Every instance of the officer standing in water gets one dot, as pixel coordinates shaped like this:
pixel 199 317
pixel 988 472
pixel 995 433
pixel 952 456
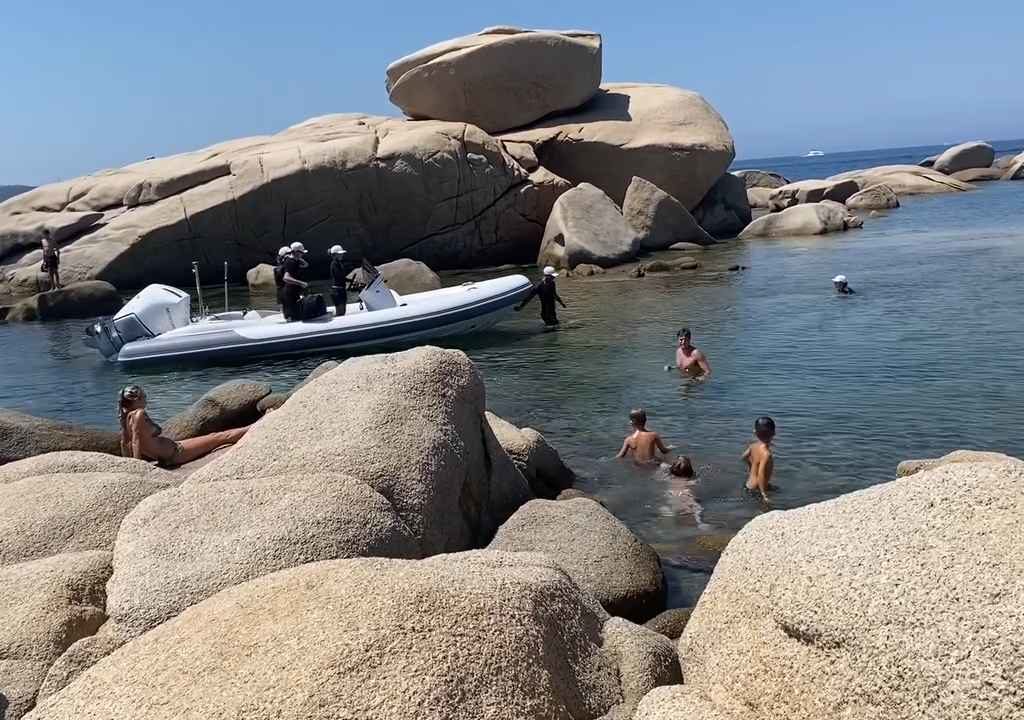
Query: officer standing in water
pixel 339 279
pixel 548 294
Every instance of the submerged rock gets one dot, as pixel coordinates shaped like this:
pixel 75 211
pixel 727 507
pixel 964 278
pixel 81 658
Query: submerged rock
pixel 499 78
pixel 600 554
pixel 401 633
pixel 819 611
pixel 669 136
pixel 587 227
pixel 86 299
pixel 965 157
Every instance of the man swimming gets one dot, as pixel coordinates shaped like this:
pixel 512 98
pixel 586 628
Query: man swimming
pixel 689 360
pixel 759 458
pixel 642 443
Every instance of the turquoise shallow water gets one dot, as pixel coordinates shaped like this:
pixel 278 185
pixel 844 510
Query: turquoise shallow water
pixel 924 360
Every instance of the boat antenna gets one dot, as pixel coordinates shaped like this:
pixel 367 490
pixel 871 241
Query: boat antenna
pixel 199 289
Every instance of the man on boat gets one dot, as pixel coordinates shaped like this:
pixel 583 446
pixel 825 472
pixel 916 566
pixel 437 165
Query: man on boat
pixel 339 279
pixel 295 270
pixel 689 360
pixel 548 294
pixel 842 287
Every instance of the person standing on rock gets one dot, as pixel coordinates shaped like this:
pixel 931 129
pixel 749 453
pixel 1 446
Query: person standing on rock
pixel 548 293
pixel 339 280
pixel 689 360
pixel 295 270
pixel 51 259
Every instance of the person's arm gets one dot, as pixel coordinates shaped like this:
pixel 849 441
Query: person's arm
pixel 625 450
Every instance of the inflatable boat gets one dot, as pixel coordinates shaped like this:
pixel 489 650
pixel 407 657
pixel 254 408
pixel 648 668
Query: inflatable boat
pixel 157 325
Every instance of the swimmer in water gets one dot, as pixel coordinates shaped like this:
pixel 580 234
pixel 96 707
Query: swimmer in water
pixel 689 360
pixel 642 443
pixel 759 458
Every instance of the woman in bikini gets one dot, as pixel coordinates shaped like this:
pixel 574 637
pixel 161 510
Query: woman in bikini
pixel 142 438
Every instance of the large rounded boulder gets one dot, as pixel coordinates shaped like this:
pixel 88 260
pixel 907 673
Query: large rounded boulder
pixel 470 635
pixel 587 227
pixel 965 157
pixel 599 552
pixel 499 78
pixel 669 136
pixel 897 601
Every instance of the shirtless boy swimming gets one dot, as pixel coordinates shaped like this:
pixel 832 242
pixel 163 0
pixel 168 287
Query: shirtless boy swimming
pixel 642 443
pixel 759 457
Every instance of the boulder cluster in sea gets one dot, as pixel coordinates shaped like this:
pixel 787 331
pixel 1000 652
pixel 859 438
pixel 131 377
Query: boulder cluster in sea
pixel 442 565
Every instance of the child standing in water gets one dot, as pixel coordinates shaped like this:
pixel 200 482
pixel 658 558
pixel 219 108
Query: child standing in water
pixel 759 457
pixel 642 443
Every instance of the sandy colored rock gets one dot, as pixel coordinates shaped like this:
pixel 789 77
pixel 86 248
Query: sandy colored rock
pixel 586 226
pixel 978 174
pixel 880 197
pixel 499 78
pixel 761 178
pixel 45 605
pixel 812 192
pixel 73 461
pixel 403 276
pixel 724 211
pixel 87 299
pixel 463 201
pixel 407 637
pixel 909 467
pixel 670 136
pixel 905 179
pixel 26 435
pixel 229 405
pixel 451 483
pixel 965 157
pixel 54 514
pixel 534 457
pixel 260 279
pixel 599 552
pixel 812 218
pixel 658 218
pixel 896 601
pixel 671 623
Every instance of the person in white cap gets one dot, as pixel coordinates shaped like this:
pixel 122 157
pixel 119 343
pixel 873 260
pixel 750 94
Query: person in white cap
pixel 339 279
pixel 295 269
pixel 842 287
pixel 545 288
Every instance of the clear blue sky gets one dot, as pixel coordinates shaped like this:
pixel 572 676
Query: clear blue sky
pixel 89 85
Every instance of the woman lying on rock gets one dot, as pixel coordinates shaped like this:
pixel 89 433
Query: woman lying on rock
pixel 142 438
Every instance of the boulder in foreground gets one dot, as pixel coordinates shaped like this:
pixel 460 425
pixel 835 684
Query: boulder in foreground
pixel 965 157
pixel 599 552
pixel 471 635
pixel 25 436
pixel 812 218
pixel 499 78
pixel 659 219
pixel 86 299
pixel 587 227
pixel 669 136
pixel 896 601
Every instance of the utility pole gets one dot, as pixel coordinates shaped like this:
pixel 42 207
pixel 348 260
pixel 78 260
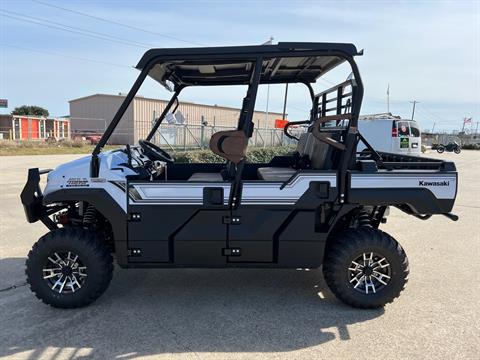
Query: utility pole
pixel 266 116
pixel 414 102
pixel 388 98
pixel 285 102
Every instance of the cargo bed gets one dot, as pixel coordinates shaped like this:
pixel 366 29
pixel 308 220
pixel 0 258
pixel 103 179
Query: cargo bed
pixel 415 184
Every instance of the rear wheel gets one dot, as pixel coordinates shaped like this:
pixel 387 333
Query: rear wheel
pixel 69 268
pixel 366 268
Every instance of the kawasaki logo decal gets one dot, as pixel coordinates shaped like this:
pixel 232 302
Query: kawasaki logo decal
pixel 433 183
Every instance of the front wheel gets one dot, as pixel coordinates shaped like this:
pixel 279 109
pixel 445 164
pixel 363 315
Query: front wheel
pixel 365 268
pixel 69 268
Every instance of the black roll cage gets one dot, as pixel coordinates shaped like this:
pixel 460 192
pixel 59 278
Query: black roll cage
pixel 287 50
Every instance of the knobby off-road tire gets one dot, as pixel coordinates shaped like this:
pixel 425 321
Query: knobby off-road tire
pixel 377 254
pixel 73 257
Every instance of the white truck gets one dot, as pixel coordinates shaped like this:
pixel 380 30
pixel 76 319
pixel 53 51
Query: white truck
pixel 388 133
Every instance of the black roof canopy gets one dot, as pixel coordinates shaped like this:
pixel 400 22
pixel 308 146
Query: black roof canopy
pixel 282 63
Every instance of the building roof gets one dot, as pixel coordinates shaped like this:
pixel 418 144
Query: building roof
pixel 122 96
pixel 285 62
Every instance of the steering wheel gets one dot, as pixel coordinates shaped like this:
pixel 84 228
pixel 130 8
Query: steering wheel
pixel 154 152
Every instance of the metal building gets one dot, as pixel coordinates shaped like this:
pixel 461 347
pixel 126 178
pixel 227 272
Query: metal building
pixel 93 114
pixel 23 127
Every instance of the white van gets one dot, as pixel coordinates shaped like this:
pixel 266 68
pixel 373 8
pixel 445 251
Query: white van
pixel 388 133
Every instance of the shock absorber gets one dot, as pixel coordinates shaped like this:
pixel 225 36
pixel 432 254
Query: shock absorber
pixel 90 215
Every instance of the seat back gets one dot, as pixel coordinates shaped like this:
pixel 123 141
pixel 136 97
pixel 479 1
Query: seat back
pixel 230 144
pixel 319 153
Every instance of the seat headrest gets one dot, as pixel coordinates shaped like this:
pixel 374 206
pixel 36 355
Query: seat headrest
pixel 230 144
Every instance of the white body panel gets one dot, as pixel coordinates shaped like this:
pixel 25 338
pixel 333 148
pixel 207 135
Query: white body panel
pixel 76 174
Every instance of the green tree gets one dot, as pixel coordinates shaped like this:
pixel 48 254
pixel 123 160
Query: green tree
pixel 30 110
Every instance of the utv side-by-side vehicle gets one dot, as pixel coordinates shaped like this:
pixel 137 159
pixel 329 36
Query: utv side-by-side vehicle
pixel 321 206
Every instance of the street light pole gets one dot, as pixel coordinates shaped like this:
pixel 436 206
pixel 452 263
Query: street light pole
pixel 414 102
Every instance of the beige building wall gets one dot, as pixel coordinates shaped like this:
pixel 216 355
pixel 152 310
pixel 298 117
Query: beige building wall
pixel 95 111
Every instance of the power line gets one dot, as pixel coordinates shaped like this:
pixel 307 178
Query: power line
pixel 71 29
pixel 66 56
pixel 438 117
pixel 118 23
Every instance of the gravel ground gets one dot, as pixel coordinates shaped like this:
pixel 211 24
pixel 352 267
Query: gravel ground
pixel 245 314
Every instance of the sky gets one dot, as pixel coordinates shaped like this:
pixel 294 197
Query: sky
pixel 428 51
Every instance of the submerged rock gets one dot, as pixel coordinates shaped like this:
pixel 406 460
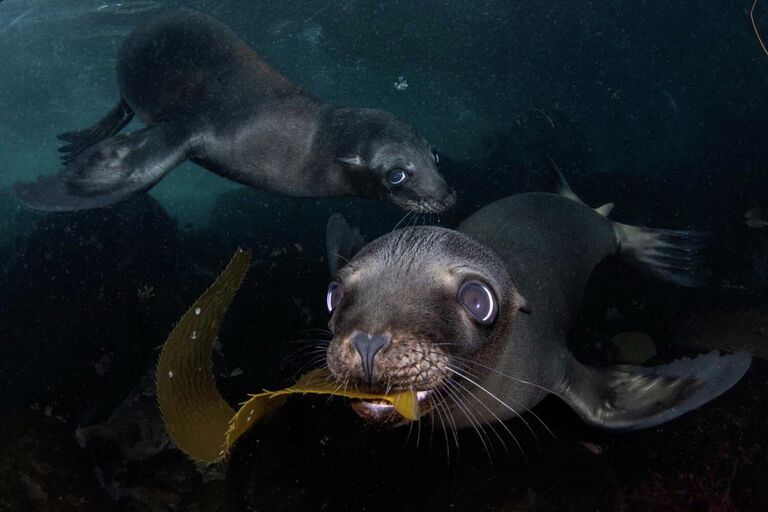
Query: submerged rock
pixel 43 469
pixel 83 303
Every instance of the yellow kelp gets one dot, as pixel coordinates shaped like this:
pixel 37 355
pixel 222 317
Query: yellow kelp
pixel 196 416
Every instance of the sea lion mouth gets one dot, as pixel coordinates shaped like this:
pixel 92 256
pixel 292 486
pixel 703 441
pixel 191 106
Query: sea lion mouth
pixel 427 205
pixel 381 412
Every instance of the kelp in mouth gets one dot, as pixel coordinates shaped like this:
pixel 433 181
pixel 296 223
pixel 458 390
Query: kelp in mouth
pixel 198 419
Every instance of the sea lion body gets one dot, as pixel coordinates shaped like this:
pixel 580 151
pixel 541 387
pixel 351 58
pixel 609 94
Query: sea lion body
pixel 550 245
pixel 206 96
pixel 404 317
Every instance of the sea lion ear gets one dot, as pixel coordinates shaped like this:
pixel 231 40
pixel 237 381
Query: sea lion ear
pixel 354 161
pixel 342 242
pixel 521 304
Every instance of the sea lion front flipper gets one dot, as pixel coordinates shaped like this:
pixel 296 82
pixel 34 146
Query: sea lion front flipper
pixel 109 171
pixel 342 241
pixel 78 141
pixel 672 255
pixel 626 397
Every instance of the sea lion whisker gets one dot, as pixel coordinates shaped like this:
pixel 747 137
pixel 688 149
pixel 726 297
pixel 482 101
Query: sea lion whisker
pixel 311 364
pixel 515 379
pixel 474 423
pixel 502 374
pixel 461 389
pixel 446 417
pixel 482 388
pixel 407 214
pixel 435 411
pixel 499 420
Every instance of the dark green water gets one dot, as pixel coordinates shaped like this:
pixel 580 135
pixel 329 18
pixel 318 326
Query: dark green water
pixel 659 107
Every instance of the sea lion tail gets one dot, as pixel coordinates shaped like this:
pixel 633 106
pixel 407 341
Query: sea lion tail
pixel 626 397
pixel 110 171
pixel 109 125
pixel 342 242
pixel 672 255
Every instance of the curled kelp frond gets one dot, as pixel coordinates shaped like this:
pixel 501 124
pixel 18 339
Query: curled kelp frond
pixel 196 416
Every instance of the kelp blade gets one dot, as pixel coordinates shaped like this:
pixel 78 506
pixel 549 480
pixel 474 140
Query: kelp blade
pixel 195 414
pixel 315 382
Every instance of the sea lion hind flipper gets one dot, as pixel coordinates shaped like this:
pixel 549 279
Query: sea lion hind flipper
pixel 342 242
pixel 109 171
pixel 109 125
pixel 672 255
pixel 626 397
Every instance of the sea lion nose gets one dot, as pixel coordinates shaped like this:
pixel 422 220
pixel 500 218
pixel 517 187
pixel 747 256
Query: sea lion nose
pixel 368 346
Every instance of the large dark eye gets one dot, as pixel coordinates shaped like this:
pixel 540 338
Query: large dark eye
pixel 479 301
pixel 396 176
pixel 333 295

> [What the exercise asks]:
With the pictures omitted, print the lines above exactly, beginning at the line with "Query: white van" and going on through the line with "pixel 92 256".

> [Answer box]:
Query: white van
pixel 388 133
Every instance of the shock absorber gets one dot, as pixel coordinates shaped like this:
pixel 225 36
pixel 432 254
Query: shock absorber
pixel 90 215
Every instance of the seat back gets one dot, as pixel coordinates shaped like this:
pixel 123 141
pixel 136 97
pixel 479 1
Query: seat back
pixel 230 144
pixel 319 153
Every instance of the seat headrest gets one dot, as pixel coordinates shaped like this:
pixel 374 206
pixel 36 355
Query: seat headrest
pixel 230 144
Every instance of the white body panel gets one dot, as pixel coordinates shaped like this:
pixel 25 338
pixel 333 148
pixel 207 135
Query: white body panel
pixel 76 174
Every instance of the green tree gets one dot, as pixel coordinates shaped like this:
pixel 48 254
pixel 123 160
Query: green tree
pixel 30 110
Every instance of the utv side-by-side vehicle gets one dot, as pixel coordinates shaped like this:
pixel 137 159
pixel 329 36
Query: utv side-by-side vehicle
pixel 321 206
Every instance of the street light pole gets one dot, as pixel coordinates shaped like this:
pixel 436 206
pixel 452 263
Query: street light pole
pixel 414 102
Every instance of the beige building wall gets one dot, as pixel coordinates shaped like this:
pixel 216 355
pixel 152 310
pixel 298 117
Query: beige building wall
pixel 95 111
Every instance of the power line gets one dot, as pixel coordinates shaped like this:
pixel 307 178
Query: power line
pixel 71 29
pixel 66 56
pixel 438 117
pixel 118 23
Every instance of the gravel ground gets one dot, as pixel coordinates shaped like this:
pixel 211 24
pixel 352 267
Query: gravel ground
pixel 245 314
Every instance of the sky gets one dot, as pixel coordinates shaped like this:
pixel 294 197
Query: sky
pixel 428 51
Every instance of the submerged rock gets one dot, as pixel coordinates shaped like this:
pixel 406 460
Query: submerged rock
pixel 43 469
pixel 83 303
Every instance of the yellow kelp gets one dot, as pixel coordinates shaped like this:
pixel 37 355
pixel 222 317
Query: yellow kelp
pixel 196 416
Every instance of the sea lion mouth gets one dot, as pixel coordinates shaped like this:
pixel 92 256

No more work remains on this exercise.